• [Goal of the exercise]
Output every row below verbatim, with no changes.

== Stored data ==

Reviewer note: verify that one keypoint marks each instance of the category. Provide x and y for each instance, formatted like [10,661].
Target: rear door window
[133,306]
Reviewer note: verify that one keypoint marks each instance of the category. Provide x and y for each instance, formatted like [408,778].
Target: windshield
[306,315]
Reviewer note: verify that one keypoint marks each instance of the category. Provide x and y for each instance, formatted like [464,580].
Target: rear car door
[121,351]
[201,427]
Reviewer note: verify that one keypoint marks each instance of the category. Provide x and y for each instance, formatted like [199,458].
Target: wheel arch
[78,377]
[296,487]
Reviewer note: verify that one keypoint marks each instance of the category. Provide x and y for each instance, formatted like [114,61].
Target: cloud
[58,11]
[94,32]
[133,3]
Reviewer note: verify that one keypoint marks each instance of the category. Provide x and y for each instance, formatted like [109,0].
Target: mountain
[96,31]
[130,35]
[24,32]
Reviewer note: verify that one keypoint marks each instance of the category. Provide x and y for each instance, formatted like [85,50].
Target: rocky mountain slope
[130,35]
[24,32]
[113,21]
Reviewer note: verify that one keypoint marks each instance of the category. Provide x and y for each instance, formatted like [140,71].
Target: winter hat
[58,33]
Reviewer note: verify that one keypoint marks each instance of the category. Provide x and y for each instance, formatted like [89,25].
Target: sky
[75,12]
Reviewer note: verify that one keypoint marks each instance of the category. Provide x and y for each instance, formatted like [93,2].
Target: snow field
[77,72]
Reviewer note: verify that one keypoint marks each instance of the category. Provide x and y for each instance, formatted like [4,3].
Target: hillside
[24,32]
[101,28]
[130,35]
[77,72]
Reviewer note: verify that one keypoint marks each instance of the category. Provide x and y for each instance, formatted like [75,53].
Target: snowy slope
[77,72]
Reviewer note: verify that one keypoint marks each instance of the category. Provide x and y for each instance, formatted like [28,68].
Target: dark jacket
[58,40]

===

• [Exercise output]
Reviewer note: verify that one keypoint marks each instance of the category. Provide x and y for each instance, formatted like [10,661].
Target: rear door window
[133,306]
Reviewer note: verify that one keypoint marks each instance of the category. Provide x and y for each instance, formatted like [408,778].
Target: windshield
[306,315]
Reviewer note: verify that one keypoint marks each instance of the category. Provide x and y for each instance, formatted like [464,580].
Target: rear car door
[121,351]
[201,427]
Reviewer note: verify that one keypoint marks each instance of the category. Provide x and y for each instance, formatted like [199,458].
Target: wheel arch
[78,377]
[296,487]
Reviewer note: verify that one keypoint marks each instance of the category. Provide x and y for each instance, formatted like [114,61].
Target: cloud
[58,11]
[94,32]
[133,3]
Reviewer note: verify that one keypoint marks each instance of the category. Provide x and y for each instance, formatted like [109,0].
Target: mountain
[96,31]
[130,35]
[24,32]
Reviewer note: verify that one keypoint marks each instance of the category. Provide x and y for each instance, formatted like [85,50].
Target: rocky mountain slope
[130,35]
[24,32]
[113,21]
Reviewer note: verify that one keypoint marks each instance of the category. Provide x and y for each instance, formatted like [140,71].
Target: winter hat
[58,33]
Reviewer note: verify that one keypoint marks each instance of the category. Provide x and y for each instance, formatted like [89,25].
Target: sky
[75,12]
Reviewer note: verify that one keypoint marks each instance of the category. Provide x and y for each instance, formatted like [93,2].
Target: snow field
[77,72]
Reviewer note: verify that one keypoint marks each instance of the category. Provide x and y for each instance, formatted like [4,3].
Target: hillside
[24,32]
[101,28]
[130,35]
[77,72]
Reviewer note: verify that one keypoint marks each instance of the category. Provide x and y for each instance, formatted like [75,53].
Target: snowy slope
[77,72]
Reviewer note: verify that one keypoint marks each instance of the category. Provide x and y for each instance, formatted like [28,68].
Target: dark jacket
[58,40]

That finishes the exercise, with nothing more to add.